**Problem details**. Copy the entries again, beginning at the line that has "Where can the crack" and continuing through the end of the entries, with "concrete" swapped for "cement" and everything else unchanged. Leave the pictures out of your answer.

**Provided entries**.
☆ ☆ ☆ ☆ ☆ ☆ ☆

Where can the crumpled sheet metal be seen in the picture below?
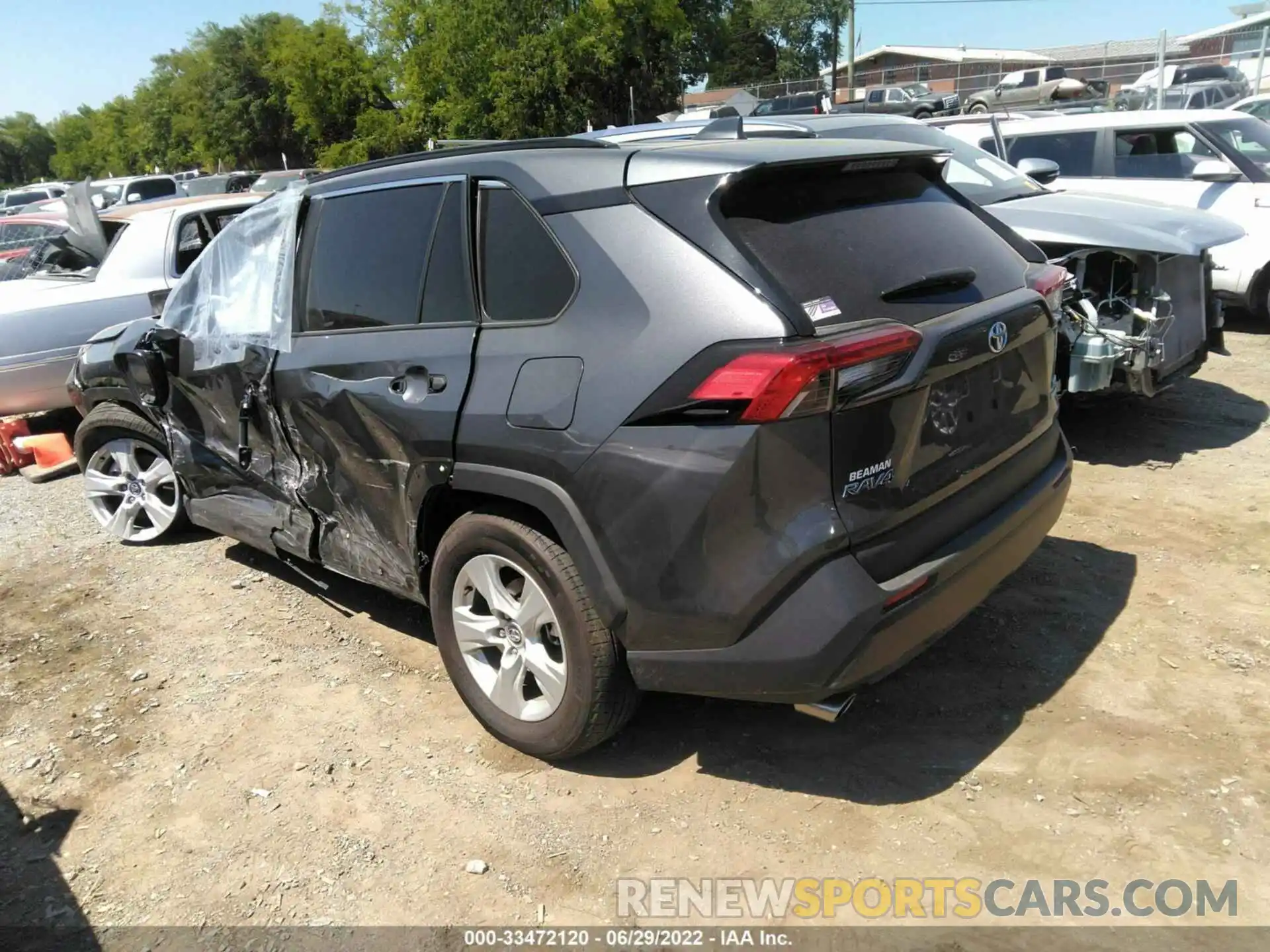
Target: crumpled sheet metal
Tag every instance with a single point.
(238, 292)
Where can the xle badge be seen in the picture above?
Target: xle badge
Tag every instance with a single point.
(869, 477)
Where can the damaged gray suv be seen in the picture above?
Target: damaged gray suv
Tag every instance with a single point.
(749, 419)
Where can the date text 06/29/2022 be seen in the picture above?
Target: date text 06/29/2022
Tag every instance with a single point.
(626, 938)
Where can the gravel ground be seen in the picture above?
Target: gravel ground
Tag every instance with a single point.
(193, 734)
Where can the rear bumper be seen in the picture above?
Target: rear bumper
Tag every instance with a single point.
(833, 631)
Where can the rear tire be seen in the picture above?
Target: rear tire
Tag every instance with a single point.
(486, 574)
(128, 481)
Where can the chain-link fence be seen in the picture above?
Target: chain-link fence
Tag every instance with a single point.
(1031, 78)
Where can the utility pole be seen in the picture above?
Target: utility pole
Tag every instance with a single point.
(833, 75)
(1261, 59)
(851, 50)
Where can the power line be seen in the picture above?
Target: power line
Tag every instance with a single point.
(943, 3)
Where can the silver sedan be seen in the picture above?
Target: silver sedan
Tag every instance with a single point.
(48, 317)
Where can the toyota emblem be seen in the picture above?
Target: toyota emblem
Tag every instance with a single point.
(999, 335)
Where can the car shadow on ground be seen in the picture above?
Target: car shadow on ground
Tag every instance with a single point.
(907, 738)
(1130, 430)
(38, 910)
(1245, 323)
(916, 733)
(346, 596)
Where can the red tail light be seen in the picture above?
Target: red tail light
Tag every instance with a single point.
(813, 377)
(1048, 282)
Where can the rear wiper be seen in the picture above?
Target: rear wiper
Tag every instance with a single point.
(947, 280)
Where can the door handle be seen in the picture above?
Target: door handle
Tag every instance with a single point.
(415, 383)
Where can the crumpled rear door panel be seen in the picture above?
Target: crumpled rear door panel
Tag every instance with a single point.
(372, 440)
(257, 504)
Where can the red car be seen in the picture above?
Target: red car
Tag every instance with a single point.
(19, 234)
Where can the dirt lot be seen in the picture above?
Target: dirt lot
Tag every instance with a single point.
(198, 735)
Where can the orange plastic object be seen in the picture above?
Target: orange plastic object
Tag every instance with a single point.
(11, 456)
(50, 448)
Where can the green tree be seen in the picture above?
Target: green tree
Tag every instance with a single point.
(26, 149)
(473, 69)
(745, 55)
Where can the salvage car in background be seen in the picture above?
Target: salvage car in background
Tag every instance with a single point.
(1142, 91)
(1213, 160)
(91, 276)
(1140, 311)
(281, 179)
(107, 193)
(19, 235)
(813, 103)
(915, 100)
(1212, 95)
(1257, 106)
(18, 198)
(515, 385)
(1046, 85)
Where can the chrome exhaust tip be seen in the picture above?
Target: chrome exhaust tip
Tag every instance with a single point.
(828, 710)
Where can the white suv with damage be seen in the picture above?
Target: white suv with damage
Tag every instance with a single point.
(1214, 160)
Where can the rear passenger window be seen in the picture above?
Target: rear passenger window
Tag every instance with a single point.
(1159, 154)
(366, 267)
(524, 273)
(1074, 151)
(190, 240)
(859, 241)
(153, 188)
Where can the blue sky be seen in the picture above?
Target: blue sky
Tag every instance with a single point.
(89, 51)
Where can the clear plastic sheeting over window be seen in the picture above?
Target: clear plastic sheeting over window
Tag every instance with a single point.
(238, 292)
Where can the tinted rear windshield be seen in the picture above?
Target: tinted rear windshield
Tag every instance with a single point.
(860, 244)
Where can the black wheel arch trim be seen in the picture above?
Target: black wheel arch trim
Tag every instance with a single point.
(558, 507)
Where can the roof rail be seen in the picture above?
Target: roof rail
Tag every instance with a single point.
(484, 146)
(732, 127)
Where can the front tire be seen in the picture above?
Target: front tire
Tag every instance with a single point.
(128, 480)
(523, 643)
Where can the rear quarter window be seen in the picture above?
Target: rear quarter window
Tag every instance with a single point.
(855, 237)
(524, 273)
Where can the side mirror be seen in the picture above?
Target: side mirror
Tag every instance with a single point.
(1216, 171)
(1042, 171)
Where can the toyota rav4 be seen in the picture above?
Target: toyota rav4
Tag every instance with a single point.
(749, 419)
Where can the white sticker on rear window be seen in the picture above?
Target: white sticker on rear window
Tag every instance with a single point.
(821, 309)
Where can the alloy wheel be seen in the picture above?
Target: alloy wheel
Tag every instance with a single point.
(509, 637)
(131, 491)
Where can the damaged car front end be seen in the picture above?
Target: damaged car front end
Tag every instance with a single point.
(1138, 309)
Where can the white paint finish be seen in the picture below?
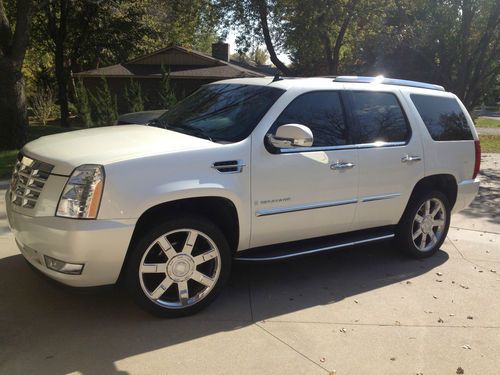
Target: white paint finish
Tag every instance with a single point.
(66, 151)
(147, 166)
(382, 172)
(301, 179)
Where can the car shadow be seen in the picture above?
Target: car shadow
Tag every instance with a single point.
(44, 327)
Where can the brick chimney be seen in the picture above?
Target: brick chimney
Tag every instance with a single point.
(220, 50)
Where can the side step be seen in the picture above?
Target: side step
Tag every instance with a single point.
(289, 250)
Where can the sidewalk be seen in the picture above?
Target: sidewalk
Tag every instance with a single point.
(366, 310)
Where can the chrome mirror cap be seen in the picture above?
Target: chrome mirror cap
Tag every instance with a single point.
(291, 135)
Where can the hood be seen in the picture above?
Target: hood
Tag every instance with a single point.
(140, 117)
(66, 151)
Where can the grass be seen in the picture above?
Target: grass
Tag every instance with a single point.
(8, 158)
(490, 143)
(482, 122)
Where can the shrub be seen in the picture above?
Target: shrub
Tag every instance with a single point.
(83, 104)
(104, 108)
(43, 105)
(133, 97)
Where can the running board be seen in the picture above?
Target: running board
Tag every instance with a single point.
(289, 250)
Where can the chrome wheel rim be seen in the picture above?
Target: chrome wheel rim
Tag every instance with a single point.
(429, 224)
(179, 268)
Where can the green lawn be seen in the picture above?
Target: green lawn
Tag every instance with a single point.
(482, 122)
(490, 143)
(8, 158)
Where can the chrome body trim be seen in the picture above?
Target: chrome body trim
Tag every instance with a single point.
(318, 250)
(228, 167)
(372, 198)
(303, 207)
(343, 147)
(389, 81)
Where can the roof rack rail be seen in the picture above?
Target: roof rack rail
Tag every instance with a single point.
(388, 81)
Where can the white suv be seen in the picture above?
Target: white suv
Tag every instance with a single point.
(251, 169)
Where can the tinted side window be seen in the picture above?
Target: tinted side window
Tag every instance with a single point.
(379, 118)
(320, 111)
(443, 117)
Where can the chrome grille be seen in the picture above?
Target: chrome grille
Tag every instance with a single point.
(28, 180)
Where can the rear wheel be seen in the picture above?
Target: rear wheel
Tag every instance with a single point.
(424, 225)
(179, 267)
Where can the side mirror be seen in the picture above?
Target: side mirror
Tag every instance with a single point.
(291, 135)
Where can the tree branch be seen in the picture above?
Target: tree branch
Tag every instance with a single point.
(262, 8)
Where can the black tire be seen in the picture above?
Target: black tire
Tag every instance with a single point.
(142, 284)
(408, 227)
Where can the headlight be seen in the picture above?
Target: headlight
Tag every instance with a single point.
(81, 196)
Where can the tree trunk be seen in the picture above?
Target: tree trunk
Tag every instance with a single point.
(13, 118)
(13, 42)
(262, 7)
(62, 84)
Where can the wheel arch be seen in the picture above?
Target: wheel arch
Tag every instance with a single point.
(445, 183)
(220, 210)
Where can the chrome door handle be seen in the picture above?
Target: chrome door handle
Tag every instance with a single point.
(342, 165)
(408, 158)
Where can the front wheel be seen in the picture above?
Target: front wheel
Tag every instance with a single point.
(179, 266)
(425, 224)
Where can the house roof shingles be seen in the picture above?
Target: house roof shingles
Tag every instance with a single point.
(216, 69)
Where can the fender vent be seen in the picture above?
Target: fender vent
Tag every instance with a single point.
(230, 166)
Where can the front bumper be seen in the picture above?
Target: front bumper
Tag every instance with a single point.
(100, 245)
(466, 192)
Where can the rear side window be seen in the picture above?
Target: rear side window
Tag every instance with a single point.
(379, 118)
(320, 111)
(443, 117)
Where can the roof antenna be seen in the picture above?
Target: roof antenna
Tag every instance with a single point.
(277, 78)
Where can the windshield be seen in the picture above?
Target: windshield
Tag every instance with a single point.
(220, 112)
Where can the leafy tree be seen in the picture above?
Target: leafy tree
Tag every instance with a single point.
(83, 104)
(133, 97)
(15, 25)
(104, 107)
(257, 21)
(453, 43)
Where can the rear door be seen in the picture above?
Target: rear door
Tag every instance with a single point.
(390, 157)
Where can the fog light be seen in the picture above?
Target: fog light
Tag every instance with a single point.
(63, 267)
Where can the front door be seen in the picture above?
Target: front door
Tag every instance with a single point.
(308, 192)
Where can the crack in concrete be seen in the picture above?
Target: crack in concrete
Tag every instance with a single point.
(382, 324)
(294, 349)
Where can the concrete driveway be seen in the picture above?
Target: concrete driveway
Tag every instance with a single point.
(367, 310)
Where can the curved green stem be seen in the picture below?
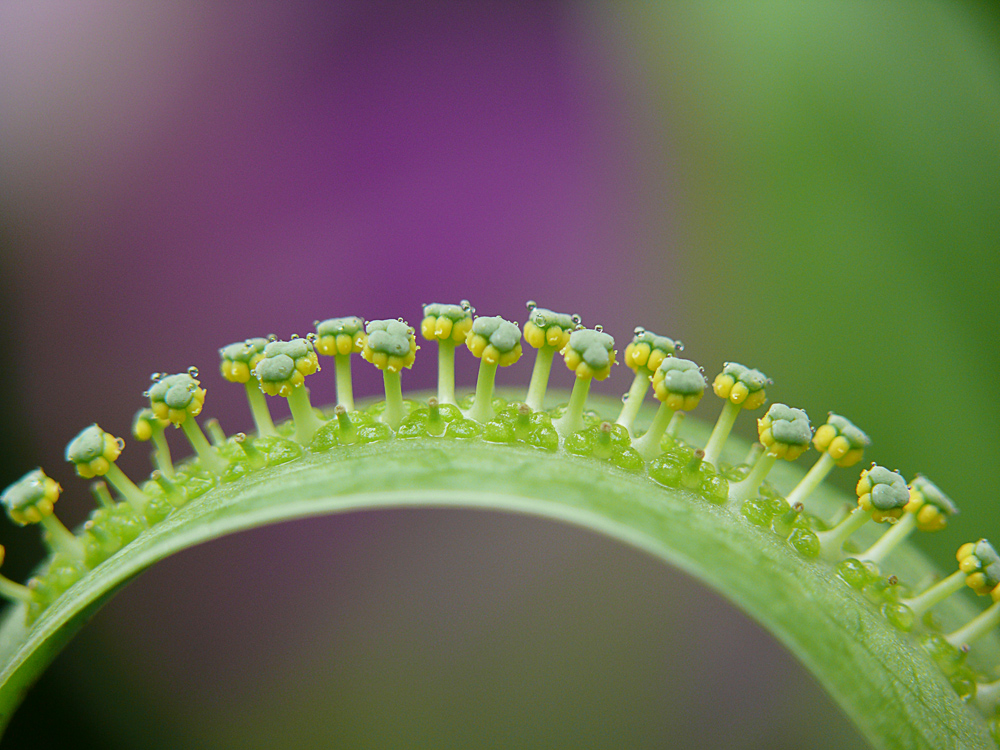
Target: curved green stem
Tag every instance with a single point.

☆ ☆ ☆ ☆ ☆ ☆ ☆

**Task solution**.
Where can the crack in cement be seen in the picture above?
Target: crack in cement
Tag every instance with a single point.
(382, 324)
(294, 349)
Where can the cement driveway be seen in the picture above?
Target: cement driveway
Tag every instance with a single point.
(367, 310)
Where can the curved green stem be seen in the picture below?
Target: curved green stem
Tag every instance with a single point.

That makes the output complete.